- [WORK INSTRUCTIONS]
Put the records from the line with "the red tarpaulin" to the line with "of the soil", both included, into a Markdown table with columns n (the row number) and Line, leaving out blank lines.

- [INFORMATION SHOWN]
━━━━━━━━━━━━━━━━

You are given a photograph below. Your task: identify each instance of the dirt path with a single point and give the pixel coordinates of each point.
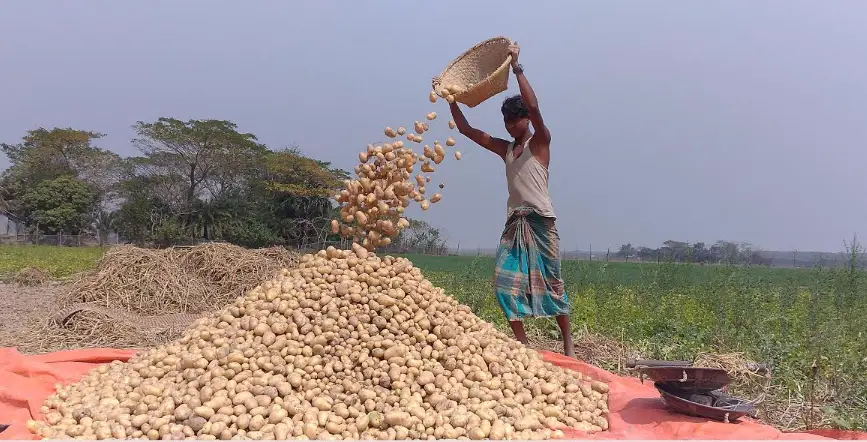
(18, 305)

━━━━━━━━━━━━━━━━

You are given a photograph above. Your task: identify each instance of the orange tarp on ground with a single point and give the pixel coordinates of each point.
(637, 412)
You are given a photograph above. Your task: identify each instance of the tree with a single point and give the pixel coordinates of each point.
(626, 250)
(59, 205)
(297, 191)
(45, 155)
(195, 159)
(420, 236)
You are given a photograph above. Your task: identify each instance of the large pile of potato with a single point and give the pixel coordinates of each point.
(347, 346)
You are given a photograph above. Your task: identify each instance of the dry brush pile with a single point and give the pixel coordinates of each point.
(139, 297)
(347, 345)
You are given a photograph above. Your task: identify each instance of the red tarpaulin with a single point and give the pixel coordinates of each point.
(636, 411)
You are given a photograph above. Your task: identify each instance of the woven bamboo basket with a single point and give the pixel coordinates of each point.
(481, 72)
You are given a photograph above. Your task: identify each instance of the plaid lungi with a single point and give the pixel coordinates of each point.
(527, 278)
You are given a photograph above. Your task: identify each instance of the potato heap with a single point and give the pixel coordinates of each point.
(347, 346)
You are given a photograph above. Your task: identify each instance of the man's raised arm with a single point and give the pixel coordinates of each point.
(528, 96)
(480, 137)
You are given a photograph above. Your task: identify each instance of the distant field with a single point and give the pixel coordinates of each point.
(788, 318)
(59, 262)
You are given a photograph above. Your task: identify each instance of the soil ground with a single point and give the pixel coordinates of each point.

━━━━━━━━━━━━━━━━

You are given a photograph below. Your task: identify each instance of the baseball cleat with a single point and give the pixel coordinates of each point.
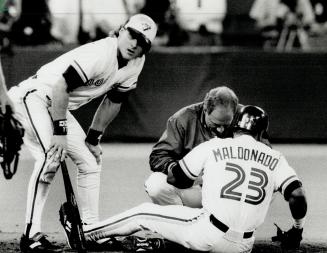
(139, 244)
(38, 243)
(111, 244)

━━━━━━━━━━━━━━━━

- [SOLUTION]
| n | Line |
|---|---|
| 1 | You are given a photograph above. Your task: identify each instance of the red tarpaulin with a single point and give the pixel coordinates of each point. |
| 2 | (636, 411) |
| 3 | You are given a photograph above. Your task: identify each instance of the woven bamboo basket with a single point and give the pixel coordinates of each point. |
| 4 | (481, 72) |
| 5 | You are given a photograph above. Your task: identify each instance of the plaid lungi with a single point and give the pixel coordinates of each point. |
| 6 | (527, 278) |
| 7 | You are given a photograph above. Your task: identify each instance of the potato heap with a single point and give the pixel coordinates of each point. |
| 8 | (347, 346) |
| 9 | You are given a photograph above. Your task: identify each instance of the man's raised arm with a single point and give the pixel coordinates of each point. |
| 10 | (528, 96) |
| 11 | (480, 137) |
| 12 | You are given a photograph above. Your task: identify each instance of the distant field with a single point and give the pixel coordinates of each point. |
| 13 | (788, 318) |
| 14 | (59, 262) |
| 15 | You are given a photograph above. Your task: identify each instance of the soil ground with a single point and give the pixel coordinates of each point. |